Rows from a pointing dataset:
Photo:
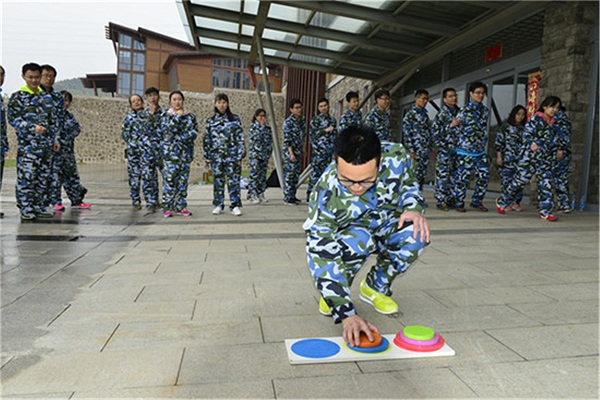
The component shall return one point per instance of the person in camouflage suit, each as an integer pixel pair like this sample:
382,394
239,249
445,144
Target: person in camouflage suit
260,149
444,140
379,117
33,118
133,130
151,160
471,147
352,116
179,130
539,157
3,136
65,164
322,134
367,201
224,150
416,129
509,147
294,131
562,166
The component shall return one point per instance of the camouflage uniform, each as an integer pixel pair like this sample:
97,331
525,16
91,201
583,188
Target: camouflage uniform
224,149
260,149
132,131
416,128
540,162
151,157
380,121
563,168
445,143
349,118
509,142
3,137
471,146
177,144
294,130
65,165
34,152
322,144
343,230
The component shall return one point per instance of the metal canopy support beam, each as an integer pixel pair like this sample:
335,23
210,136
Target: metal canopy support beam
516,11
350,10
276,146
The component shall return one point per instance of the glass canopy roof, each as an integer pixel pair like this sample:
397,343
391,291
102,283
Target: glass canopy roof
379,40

---

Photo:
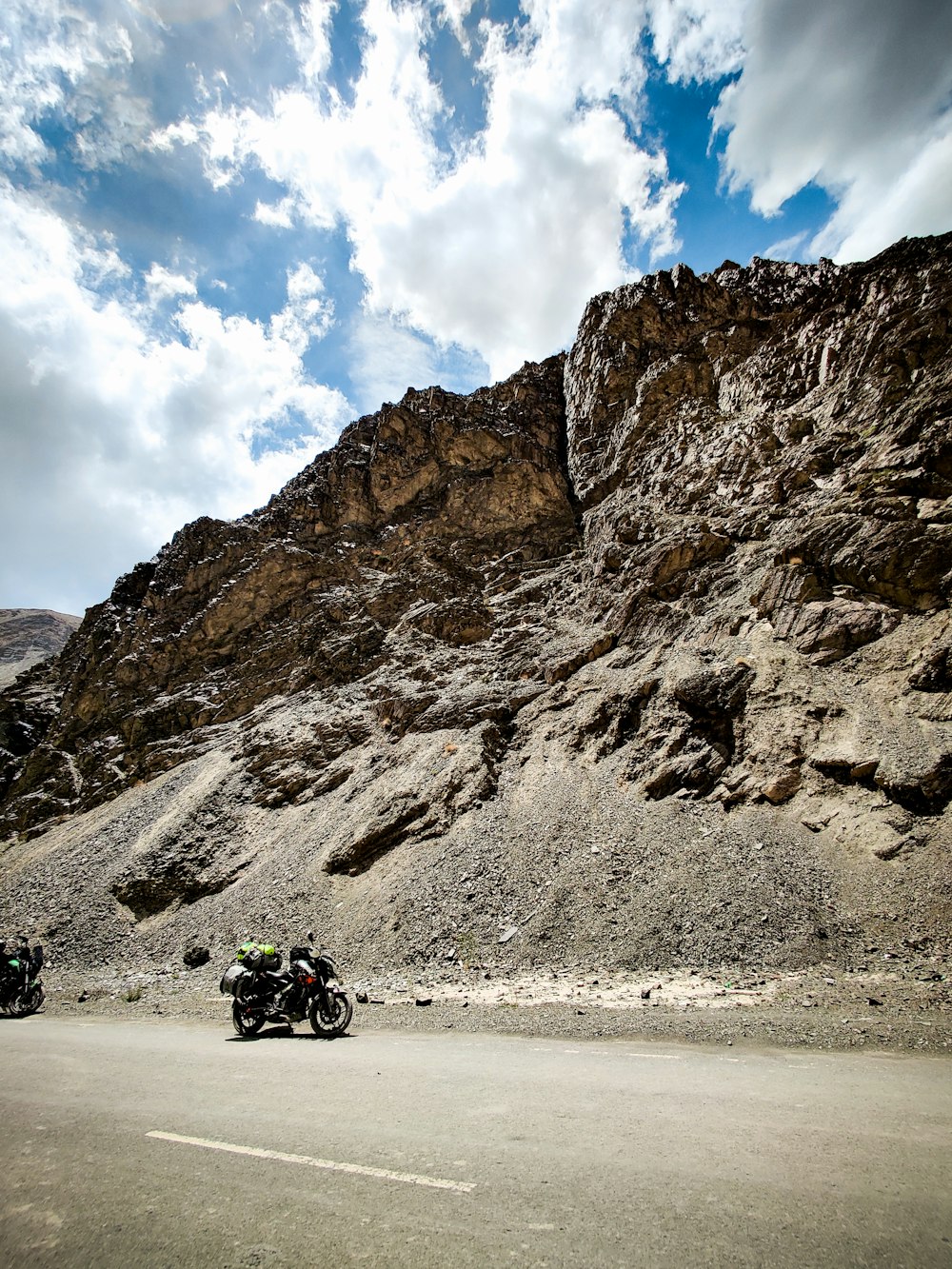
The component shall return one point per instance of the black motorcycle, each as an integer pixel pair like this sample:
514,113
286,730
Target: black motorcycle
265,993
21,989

---

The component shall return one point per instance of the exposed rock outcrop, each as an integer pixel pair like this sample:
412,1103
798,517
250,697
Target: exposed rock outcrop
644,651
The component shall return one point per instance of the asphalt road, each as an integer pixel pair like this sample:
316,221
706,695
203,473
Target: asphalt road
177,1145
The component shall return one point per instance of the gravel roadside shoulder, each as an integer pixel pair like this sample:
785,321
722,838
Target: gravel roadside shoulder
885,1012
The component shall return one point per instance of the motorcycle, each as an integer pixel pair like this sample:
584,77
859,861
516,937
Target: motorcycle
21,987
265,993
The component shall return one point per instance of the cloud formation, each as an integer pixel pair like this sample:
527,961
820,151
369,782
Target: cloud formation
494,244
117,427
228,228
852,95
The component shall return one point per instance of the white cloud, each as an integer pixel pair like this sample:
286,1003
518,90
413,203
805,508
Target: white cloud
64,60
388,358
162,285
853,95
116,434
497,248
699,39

== Exercise brief ==
Collect every line of the items above that contains the string "camouflage", matching case exactly.

== Full response ==
The component shall return one point per instance of the person in camouflage suit, each as an integer pixel pair like this sample:
Target: person in camouflage suit
The component shall return one point per instance of the camouflage uniform, each as an integer pixel pair like this sample:
Target: camouflage uniform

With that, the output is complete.